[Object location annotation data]
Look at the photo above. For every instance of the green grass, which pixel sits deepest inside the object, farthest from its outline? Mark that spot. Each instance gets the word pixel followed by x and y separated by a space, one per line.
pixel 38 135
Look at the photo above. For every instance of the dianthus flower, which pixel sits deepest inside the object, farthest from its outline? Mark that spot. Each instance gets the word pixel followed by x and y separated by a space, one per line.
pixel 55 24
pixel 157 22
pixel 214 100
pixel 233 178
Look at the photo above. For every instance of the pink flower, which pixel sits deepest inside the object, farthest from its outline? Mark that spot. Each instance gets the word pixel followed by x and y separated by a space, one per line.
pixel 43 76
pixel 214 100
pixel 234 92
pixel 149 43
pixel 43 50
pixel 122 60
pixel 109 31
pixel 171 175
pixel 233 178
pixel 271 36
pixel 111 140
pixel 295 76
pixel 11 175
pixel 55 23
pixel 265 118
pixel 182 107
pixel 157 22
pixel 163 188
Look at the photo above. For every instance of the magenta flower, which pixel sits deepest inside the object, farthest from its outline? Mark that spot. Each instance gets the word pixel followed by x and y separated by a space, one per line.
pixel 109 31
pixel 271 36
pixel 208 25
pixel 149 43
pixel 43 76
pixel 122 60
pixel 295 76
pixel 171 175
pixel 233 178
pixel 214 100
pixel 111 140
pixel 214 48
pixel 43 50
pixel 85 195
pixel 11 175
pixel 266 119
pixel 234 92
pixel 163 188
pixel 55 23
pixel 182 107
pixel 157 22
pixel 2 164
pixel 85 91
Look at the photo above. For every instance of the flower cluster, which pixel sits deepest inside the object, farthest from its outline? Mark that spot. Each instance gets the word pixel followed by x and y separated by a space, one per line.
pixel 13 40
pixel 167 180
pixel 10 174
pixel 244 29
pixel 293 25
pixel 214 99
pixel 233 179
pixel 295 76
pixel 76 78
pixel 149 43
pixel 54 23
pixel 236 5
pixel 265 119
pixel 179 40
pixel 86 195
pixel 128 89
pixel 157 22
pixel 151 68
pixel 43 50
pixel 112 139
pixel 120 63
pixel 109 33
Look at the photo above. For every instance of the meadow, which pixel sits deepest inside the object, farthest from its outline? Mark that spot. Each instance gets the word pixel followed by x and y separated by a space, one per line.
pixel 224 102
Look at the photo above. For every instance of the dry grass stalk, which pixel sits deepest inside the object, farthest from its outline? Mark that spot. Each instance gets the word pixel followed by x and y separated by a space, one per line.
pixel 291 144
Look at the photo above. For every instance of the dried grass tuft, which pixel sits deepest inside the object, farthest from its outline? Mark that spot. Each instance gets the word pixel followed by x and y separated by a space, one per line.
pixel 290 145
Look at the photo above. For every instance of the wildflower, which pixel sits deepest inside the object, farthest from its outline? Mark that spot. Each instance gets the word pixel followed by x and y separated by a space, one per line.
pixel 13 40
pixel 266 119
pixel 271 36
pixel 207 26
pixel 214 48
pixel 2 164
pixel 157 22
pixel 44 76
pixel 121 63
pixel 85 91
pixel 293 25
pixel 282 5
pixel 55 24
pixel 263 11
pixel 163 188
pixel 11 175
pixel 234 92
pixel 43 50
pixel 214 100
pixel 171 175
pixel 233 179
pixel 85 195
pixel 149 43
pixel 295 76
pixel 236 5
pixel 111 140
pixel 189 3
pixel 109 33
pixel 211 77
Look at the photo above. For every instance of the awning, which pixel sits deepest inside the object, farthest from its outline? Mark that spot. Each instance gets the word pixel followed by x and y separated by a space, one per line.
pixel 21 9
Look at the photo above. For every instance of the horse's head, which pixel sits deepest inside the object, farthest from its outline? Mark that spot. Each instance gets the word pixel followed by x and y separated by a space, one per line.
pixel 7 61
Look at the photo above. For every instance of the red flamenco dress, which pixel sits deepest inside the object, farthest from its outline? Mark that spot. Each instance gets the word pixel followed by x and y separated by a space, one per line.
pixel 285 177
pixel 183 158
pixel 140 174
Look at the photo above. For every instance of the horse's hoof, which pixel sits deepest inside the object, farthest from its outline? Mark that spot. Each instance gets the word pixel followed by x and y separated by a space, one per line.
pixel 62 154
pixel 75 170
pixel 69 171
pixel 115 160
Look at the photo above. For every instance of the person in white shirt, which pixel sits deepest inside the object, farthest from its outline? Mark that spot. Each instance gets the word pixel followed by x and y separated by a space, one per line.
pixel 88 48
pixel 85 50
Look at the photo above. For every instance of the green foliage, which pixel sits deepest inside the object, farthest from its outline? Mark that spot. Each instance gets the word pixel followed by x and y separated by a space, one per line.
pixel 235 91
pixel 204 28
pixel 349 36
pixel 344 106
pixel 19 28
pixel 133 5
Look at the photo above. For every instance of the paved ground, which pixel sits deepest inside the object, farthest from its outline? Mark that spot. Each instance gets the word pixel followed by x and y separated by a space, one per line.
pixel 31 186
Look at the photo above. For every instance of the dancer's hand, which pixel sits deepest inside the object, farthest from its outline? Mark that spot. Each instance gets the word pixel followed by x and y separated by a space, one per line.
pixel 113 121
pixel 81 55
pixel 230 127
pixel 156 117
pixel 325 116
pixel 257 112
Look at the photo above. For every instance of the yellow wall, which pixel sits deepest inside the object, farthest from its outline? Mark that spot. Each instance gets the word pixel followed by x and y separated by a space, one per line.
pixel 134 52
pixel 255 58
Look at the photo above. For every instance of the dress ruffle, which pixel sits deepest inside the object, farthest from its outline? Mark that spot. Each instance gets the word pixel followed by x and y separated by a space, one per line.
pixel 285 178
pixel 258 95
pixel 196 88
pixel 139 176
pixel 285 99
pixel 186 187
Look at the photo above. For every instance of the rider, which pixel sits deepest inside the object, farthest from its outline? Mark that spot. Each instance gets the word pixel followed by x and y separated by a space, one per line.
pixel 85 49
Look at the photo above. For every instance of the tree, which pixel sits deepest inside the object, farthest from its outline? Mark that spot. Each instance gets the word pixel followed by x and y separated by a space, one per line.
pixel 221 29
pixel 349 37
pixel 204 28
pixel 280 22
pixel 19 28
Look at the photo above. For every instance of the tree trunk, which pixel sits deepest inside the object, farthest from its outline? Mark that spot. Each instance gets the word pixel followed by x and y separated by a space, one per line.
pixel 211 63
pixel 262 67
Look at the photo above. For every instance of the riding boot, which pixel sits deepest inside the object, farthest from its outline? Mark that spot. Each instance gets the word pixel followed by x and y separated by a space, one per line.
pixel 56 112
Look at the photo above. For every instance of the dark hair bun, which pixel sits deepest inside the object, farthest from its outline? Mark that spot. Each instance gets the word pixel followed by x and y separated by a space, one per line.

- **GOAL**
In the material above, take the stretch from the line containing "Look at the photo above. For every instance of the dry" through the line containing "pixel 291 144" and write those lines out again in full, increasing every pixel coordinate in the answers by 62.

- **THE RESULT**
Look at the photo above. For every instance of the dry grass stalk, which pixel sits deepest inside the object, farthest from its outline? Mark that spot. Each instance gets the word pixel followed by x and y separated by a space, one per line.
pixel 353 206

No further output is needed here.